**SOURCE TEXT**
*****
Thousands packed Mangōnui’s main street for the ninth Waterfront Festival in 2020 — but the 10th-anniversary event has been a long time coming. Photo / Peter de Graaf
Organisers of Mangōnui’s Waterfront Festival are hoping it’s a case of third time lucky as they get ready for the 10th anniversary of an event that generally attracts up to 5000 people for an afternoon of food, fun, stalls and music.
The milestone was to have been celebrated in 2021, but had to be cancelled when the country went into Covid alert level 2.
The 2022 festival suffered a similar fate — that time due to crowd-size restrictions under the Covid traffic light system — but the organising committee is confident this time, nothing can get in the way of Doubtless Bay’s biggest event on Saturday.
Organiser Jodi Betts said the festival had come a long way since its beginnings in 2012 with one performance stage, 40 stalls and about 1000 people.
This year 5000 people were expected, and the event is to boast three stages and almost 100 stalls.
*****
Dataset excerpts:
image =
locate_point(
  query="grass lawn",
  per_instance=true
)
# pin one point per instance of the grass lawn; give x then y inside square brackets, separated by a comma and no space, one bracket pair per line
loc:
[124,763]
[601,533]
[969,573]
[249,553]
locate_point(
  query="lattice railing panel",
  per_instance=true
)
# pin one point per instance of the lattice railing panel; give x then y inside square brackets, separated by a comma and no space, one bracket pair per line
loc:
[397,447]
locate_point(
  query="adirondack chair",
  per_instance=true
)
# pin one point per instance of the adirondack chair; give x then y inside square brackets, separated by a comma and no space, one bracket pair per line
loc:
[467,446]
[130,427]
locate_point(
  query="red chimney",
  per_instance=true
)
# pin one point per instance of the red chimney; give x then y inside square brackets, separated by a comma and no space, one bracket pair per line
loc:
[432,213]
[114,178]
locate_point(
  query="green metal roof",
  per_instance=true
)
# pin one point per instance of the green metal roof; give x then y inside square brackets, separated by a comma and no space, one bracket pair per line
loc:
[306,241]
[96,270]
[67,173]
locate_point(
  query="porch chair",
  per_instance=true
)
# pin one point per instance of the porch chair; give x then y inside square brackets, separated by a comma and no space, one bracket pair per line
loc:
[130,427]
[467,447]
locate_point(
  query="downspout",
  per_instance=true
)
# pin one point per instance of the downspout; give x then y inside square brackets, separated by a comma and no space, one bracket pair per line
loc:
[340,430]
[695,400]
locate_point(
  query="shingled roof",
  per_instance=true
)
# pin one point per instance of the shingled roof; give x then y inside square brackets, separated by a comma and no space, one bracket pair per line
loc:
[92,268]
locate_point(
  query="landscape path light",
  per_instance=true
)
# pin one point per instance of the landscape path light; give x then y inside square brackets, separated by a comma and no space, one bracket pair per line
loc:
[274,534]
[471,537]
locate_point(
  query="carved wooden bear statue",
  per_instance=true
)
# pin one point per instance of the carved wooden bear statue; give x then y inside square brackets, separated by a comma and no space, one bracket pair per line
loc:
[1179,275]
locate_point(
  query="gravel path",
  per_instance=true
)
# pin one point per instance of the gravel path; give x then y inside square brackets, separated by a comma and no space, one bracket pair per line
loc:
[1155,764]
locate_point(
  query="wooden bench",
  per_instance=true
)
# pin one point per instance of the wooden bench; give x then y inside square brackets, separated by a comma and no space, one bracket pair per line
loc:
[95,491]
*****
**TASKS TO PERFORM**
A. In the Waterfront Festival article, why was the 2021 festival cancelled?
B. Please reproduce the Waterfront Festival article word for word, starting at "The 2022 festival" and ending at "about 1000 people.".
C. Carry on the Waterfront Festival article from the point where it stops.

**RESPONSES FOR EACH TASK**
A. It was cancelled when the country went into Covid alert level 2.

B.
The 2022 festival suffered a similar fate — that time due to crowd-size restrictions under the Covid traffic light system — but the organising committee is confident this time, nothing can get in the way of Doubtless Bay’s biggest event on Saturday.
Organiser Jodi Betts said the festival had come a long way since its beginnings in 2012 with one performance stage, 40 stalls and about 1000 people.

C.
“Third time lucky, they say. Everyone, locals and visitors, is pumped and ready. At this time last year, people were still a bit reluctant to [attend] big events, but not now. It’s absolutely going ahead.”
Betts said many stall holders who took part in the first festival would be back, along with a wide range of new ones offering everything from bromeliads and nail painting to Mexican cuisine. Bands that had been booked for the past two years were excited to finally get a chance to play for their home crowd.
The paddle board challenge, which was part of the original programme in 2012, was also coming back, she said.
It would be the first festival since Mangōnui’s new boardwalk was built.
That would allow for a better flow of festival-goers, as well as a better connection between the water and activities on land.
As in previous years, volunteers would play an important part, with, for example, Mangōnui Lions Club operating a shuttle bus from the parking areas next to Mangōnui ITM and at Mangōnui School.
There would also be a free hourly shuttle between Taipā and Mangōnui wharf with stops at Coopers Beach and Cable Bay.
Betts said the event was a celebration not just of Doubtless Bay, but all of the Far North, as well as a chance to catch up with friends and make the most of a belated summer.
The five bands playing on the main stage will include Kurfew, JTB and the Sound Loungers, while more mellow musicians will perform on the Chill Stage.
Some of the Far North’s top young musicians — including the Kaitāia College Jazz Band and the prize-winning No Vacancy — will perform on the Be Free Youth Stage.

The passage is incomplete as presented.